Friday, June 19, 2009

CRY BABY



I’m struggling to see the computer monitor today. My eyes feel like they’re full of sand. Why, you ask? Well, last night my boys and husband went to the video store armed with a rental coupon, and they came back with Marley and Me.



Now I love dog movies. We have a one-year-old Border collie named Speed (above) who is a sweet, energetic, brilliant little dog-boy. He loves to play with the kids, keeps my husband on his toes and takes long de-stressing walks with me. He’s healthy and happy and radiates his joy to the world. But I lost my 14 year-old Border collie, Mick (below), only a year ago, and a movie like Marley and Me cuts way too close to the bone for any hope of me watching with dry eyes.



So I cried last night. Not just a little, mind you. I sobbed, the kind that wrack your whole body. And this morning, my eyes look like I’m about to die of some horrible allergy.

It’s funny. I used to judge how good a movie was by how much it made me cry. Old Yeller comes to mind, another dog movie. In school we used to watch this old movie called The Nine Lives of Tomasina, about a cat who dies and comes back to life. I could never hold it together for that movie, even though I risked looking stupid in front of my friends. But lately, with the exception of Bridge to Terabithia, I haven’t bawled at a movie. Cried, yes. Tears stream down my face at touching commercials, for crying out loud. My name is Ann, and I am, most definitely, a crier.

····················

## GOALS
A – Rewrite the blog post from "Now I love dog" up to and including "some horrible allergy.", replacing "Speed" with "Dash".
B – Name every movie title mentioned in the blog post.
C – Go on writing the blog post about crying at movies, picking up right after its final sentence.
The listing that comes next has nothing to do with the blog post.

Point labeling dataset excerpts:
····················

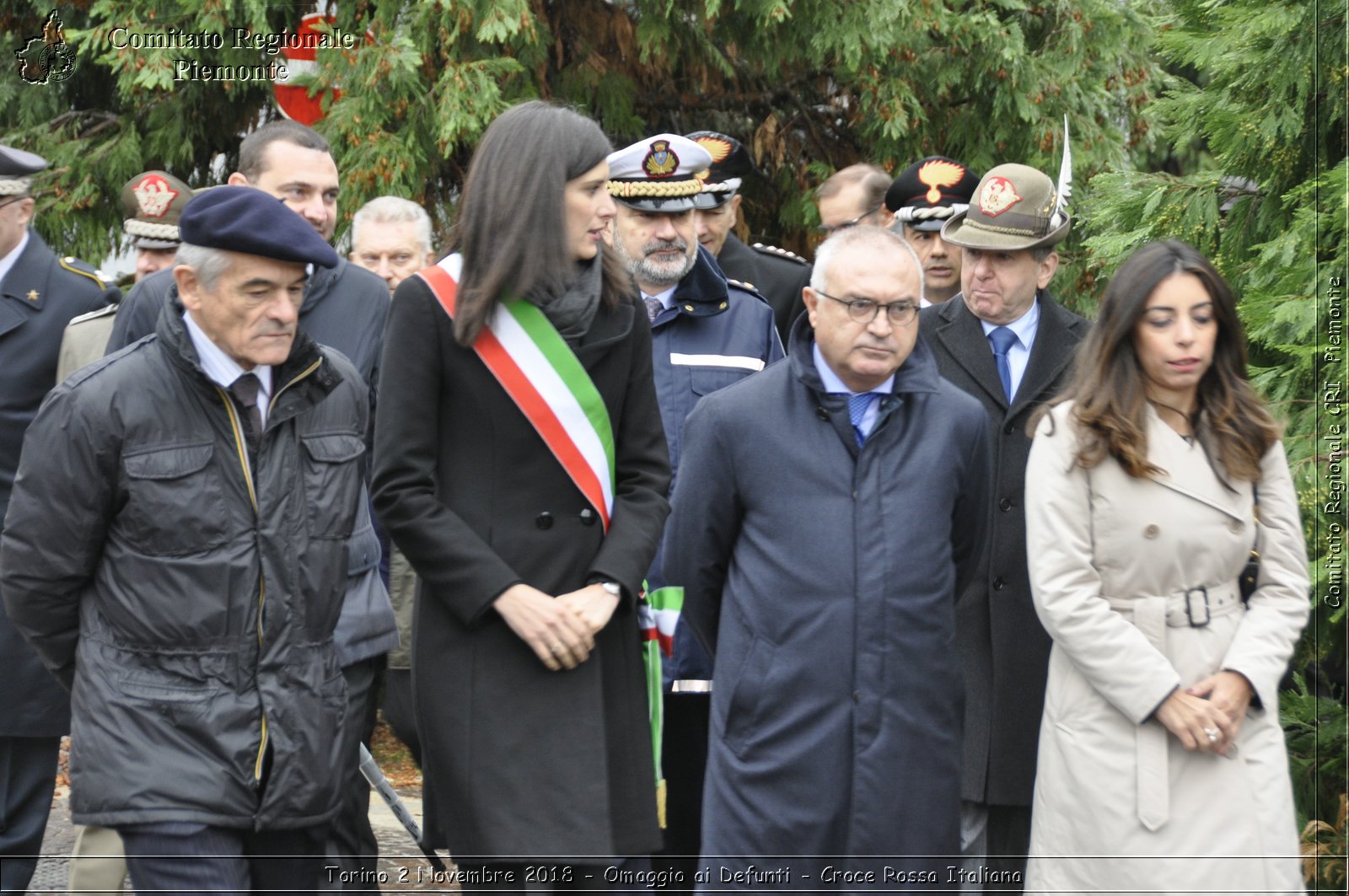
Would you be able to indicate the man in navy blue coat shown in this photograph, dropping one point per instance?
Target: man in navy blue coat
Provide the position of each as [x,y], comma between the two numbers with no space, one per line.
[706,334]
[826,514]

····················

## RESULTS IN ORDER
A –
Now I love dog movies. We have a one-year-old Border collie named Dash (above) who is a sweet, energetic, brilliant little dog-boy. He loves to play with the kids, keeps my husband on his toes and takes long de-stressing walks with me. He’s healthy and happy and radiates his joy to the world. But I lost my 14 year-old Border collie, Mick (below), only a year ago, and a movie like Marley and Me cuts way too close to the bone for any hope of me watching with dry eyes.



So I cried last night. Not just a little, mind you. I sobbed, the kind that wrack your whole body. And this morning, my eyes look like I’m about to die of some horrible allergy.

B – Marley and Me, Old Yeller, The Nine Lives of Tomasina, Bridge to Terabithia

C –
Of course, in my youth, books were always worse. I remember sobbing at the end of The Hobbit, when one of my favorite characters met his demise. Jane Eyre had me in tears throughout. And The Black Stallion’s Ghost left me a blubbering pre-teen mess, among many, many others novels of all kinds. More recently, tears have been more scarce, as have books that have sucked me in so completely (the price of being a writer who analyzes every word). But I cried while reading Tess Gerritsen’s The Sinner, and last summer Marcus Sakey’s At the City’s Edge had me weeping twice. But the biggest cry inducer has to be romance. I can’t even name the number of romance novels that left me in tears. Good tears, of course.

So how about you? Are you a crier? Which movies get you? How about books? Do you like tear inducing entertainment, or do you avoid it at all costs?

2 comments:

  1. Old Yeller is the same way with me and I remember 9 Lives of Thomasina (boy, is that telling our age!), there's only a few that make me cry today, Steel Magnolia's and Terms of Endearment come to mind. That's probably why I watch a lot of comedy's.

    Christy by Catherine Marshall made me cry, I read that in 6th grade and more recently Brenda Novak's Dead Silence.....I cried 3 different times because of the tragedy that the main character went thru in early life.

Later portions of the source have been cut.